__Problem to work on__.
Could you repeat the data from the line containing "For the trial run, indicate each instance of the bare" through the end, swapping "blue sky" for "clear sky" and leaving everything else unchanged? Give back only those lines.
□ □ □
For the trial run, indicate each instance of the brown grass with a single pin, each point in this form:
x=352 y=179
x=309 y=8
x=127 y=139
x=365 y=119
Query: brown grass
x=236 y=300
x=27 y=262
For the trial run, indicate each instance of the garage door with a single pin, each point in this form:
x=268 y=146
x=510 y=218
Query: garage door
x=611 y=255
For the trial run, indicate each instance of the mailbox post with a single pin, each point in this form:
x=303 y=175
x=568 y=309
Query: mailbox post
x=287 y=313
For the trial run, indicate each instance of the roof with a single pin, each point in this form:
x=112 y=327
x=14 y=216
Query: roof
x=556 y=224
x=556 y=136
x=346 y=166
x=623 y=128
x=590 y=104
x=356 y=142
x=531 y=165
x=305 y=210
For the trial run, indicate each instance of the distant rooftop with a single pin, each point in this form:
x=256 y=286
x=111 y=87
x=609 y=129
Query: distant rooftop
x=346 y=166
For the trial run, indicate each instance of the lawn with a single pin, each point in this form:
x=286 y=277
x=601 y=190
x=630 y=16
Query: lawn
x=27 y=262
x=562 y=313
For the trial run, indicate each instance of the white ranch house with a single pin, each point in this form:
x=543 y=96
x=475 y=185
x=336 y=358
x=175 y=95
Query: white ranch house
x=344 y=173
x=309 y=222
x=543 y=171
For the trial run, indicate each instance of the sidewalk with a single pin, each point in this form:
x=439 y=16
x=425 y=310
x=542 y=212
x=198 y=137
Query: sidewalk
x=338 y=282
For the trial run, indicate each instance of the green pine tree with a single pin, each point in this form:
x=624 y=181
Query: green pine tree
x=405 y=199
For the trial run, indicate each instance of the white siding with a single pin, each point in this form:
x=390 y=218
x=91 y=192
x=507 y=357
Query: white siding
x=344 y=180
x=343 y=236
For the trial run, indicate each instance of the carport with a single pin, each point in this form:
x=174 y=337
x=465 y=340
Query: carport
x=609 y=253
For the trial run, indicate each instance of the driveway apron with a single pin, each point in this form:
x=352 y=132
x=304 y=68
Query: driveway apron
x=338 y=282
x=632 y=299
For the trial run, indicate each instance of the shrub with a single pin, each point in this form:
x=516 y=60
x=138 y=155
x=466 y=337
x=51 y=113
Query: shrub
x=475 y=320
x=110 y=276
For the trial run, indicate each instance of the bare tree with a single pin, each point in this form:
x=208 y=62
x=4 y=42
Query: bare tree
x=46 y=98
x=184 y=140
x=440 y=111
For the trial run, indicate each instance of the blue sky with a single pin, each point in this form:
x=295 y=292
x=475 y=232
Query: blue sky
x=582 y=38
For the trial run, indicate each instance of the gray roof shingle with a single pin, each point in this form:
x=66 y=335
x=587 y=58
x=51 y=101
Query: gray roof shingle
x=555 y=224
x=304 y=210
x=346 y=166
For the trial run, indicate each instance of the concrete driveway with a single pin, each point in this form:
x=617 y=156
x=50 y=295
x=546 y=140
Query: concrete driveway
□ □ □
__Output for this task__.
For the trial run, indicate each instance of the bare tree with a single pin, each point in this form:
x=208 y=62
x=4 y=42
Query: bare tree
x=46 y=98
x=184 y=140
x=440 y=111
For the trial run, indicate each instance of the clear sky with a single pin, each point in this form:
x=295 y=292
x=475 y=232
Query: clear sky
x=582 y=38
For the trial run, indicate each instance of the gray roof shingle with a single pin, each point in this form:
x=66 y=335
x=587 y=58
x=51 y=101
Query: gray roof shingle
x=555 y=224
x=304 y=210
x=346 y=166
For the trial run, indicate each instance of the concrete driveway with a single pin, each point in this form:
x=617 y=156
x=50 y=295
x=546 y=140
Query: concrete driveway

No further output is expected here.